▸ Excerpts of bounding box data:
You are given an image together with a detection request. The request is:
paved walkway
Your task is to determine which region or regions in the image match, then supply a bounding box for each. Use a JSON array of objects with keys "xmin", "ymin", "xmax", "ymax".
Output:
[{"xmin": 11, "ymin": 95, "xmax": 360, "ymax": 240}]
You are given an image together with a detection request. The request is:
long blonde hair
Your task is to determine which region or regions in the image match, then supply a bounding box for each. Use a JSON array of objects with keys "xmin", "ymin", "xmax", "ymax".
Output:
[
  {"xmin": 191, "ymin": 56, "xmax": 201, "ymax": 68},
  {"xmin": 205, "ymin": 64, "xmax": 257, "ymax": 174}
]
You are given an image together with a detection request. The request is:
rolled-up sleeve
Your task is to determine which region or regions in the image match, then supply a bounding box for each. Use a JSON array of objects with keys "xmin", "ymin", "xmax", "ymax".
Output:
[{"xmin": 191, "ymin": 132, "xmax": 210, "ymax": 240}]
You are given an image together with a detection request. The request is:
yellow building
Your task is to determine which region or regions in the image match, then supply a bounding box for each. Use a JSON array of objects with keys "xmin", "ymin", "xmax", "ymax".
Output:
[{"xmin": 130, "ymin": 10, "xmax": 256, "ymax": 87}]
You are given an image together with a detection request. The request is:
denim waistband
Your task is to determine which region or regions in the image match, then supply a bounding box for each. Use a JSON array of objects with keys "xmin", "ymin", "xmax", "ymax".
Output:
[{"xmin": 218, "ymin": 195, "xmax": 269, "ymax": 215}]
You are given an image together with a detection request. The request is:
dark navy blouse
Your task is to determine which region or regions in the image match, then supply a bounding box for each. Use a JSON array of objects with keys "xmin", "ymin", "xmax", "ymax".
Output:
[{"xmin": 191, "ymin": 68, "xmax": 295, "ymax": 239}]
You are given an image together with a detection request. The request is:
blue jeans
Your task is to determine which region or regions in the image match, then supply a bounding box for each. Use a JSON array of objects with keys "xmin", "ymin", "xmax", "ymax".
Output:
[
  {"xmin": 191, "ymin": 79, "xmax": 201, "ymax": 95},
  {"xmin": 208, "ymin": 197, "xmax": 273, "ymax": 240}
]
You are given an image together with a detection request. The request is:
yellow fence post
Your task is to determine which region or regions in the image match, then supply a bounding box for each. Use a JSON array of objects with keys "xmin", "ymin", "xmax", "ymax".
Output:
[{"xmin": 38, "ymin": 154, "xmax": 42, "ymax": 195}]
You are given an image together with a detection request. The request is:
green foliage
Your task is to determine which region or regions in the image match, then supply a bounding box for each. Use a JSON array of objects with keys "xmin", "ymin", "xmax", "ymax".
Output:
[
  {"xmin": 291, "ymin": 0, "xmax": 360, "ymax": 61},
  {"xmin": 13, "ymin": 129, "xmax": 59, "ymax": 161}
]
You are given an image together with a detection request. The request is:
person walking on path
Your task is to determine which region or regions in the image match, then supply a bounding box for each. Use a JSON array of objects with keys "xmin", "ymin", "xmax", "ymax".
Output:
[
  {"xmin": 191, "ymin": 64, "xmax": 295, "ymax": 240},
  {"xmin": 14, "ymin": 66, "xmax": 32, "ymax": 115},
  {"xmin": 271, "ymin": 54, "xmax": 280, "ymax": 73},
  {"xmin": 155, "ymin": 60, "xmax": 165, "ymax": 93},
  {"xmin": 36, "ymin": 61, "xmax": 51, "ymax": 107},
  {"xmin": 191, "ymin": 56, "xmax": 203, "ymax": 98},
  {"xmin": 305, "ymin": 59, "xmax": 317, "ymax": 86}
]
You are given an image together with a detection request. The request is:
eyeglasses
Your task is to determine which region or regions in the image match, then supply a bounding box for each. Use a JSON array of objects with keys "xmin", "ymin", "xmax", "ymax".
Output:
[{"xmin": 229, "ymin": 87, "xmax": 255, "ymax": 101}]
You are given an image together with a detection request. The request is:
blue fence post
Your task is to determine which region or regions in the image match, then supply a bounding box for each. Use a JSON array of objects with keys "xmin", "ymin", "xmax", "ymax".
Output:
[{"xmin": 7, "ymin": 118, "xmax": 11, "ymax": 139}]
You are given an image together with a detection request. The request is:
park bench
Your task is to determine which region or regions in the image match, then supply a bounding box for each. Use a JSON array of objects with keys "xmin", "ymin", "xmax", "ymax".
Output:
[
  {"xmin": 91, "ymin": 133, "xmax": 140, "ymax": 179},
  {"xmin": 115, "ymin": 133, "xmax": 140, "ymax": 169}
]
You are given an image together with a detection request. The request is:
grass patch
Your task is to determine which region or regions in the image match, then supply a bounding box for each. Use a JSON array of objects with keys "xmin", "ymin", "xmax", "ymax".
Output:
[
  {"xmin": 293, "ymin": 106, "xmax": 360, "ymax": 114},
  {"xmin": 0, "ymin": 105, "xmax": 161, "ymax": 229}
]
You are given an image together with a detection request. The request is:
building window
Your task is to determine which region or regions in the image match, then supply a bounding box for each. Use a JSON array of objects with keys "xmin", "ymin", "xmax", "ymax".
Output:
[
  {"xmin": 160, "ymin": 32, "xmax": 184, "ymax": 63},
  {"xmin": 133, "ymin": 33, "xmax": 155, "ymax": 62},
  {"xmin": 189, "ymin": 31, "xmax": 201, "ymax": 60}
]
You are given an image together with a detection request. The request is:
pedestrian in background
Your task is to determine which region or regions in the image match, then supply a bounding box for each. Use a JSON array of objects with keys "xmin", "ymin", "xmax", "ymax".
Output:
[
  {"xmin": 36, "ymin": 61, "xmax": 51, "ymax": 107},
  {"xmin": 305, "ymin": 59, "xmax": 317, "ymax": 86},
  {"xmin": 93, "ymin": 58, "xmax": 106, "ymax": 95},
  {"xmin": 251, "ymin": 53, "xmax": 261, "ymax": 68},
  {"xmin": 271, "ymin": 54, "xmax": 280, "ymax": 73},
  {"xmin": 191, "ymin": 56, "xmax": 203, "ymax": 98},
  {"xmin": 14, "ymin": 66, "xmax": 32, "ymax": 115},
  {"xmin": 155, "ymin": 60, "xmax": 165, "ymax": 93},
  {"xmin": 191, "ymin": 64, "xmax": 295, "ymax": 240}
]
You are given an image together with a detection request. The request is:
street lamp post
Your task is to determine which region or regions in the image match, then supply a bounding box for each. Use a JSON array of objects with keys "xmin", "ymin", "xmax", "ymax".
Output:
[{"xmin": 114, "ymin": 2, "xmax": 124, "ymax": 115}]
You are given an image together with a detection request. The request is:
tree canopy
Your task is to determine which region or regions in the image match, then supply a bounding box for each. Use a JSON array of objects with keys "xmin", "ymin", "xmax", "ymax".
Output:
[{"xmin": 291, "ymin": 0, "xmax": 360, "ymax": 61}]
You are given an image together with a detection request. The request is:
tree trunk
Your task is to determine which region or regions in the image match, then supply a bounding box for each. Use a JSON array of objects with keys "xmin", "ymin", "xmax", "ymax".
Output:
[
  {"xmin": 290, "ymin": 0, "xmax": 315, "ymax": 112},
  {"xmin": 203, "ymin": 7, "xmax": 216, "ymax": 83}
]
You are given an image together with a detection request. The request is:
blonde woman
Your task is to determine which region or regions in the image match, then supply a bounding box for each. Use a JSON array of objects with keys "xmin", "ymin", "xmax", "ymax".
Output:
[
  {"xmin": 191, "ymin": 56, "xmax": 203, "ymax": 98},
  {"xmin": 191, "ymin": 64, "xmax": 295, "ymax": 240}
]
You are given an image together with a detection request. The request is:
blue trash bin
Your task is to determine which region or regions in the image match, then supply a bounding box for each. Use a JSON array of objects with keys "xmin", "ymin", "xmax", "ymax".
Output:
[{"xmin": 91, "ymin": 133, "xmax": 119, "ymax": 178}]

▸ Instruction: List every line of the items above that contains the word "post".

▸ Solution for this task:
yellow fence post
blue fence post
street lamp post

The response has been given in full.